- Prompt -
Can you find every line in the records that contains the word "segment" and copy each of those lines in full?

═══ Data section

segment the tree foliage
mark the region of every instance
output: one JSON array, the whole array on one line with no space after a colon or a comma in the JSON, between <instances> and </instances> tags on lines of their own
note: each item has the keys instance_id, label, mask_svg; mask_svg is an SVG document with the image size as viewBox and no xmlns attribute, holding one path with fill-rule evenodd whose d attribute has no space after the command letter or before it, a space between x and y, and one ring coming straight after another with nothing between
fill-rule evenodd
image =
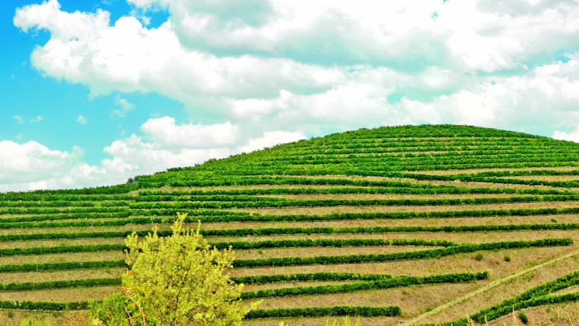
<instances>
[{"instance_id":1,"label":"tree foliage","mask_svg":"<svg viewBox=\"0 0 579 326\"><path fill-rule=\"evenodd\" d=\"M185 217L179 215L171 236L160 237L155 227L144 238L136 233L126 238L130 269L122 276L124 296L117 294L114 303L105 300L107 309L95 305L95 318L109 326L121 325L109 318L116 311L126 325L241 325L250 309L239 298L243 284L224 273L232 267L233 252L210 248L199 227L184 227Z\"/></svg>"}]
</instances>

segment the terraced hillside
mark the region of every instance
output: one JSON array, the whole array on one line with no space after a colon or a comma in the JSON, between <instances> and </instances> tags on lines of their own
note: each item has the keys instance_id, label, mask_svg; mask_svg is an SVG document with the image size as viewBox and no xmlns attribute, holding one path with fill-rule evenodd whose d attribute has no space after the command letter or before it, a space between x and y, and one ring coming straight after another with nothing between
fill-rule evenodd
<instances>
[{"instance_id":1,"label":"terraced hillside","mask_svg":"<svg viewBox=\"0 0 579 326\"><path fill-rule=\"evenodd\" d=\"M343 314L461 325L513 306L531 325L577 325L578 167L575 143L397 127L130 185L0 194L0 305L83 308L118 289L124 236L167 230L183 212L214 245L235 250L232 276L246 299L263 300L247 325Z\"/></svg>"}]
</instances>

══════
═══ Data section

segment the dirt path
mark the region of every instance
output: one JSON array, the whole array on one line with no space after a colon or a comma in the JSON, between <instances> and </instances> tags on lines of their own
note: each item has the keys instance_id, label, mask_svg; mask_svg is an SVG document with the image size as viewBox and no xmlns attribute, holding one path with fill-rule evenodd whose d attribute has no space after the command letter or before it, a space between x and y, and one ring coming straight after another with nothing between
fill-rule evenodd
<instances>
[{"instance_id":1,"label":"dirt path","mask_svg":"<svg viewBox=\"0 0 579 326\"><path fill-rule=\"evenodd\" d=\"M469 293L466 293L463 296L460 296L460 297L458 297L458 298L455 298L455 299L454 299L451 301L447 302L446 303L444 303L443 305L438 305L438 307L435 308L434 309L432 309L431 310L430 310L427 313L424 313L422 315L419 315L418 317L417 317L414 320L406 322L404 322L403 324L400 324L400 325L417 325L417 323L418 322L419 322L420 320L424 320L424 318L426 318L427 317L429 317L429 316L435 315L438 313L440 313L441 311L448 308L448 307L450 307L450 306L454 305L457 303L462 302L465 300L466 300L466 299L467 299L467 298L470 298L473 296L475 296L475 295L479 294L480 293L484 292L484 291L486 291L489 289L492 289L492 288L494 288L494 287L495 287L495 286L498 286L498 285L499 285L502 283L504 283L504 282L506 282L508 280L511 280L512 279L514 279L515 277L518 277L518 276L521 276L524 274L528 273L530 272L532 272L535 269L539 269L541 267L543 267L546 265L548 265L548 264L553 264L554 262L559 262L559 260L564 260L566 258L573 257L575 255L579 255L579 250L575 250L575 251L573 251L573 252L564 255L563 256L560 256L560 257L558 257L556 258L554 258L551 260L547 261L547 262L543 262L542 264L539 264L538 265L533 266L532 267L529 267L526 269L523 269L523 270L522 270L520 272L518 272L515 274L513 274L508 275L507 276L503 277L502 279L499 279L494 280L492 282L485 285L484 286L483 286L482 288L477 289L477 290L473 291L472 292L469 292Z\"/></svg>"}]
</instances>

══════

- Result for this exercise -
segment the tree foliage
segment the terraced hillside
segment the dirt path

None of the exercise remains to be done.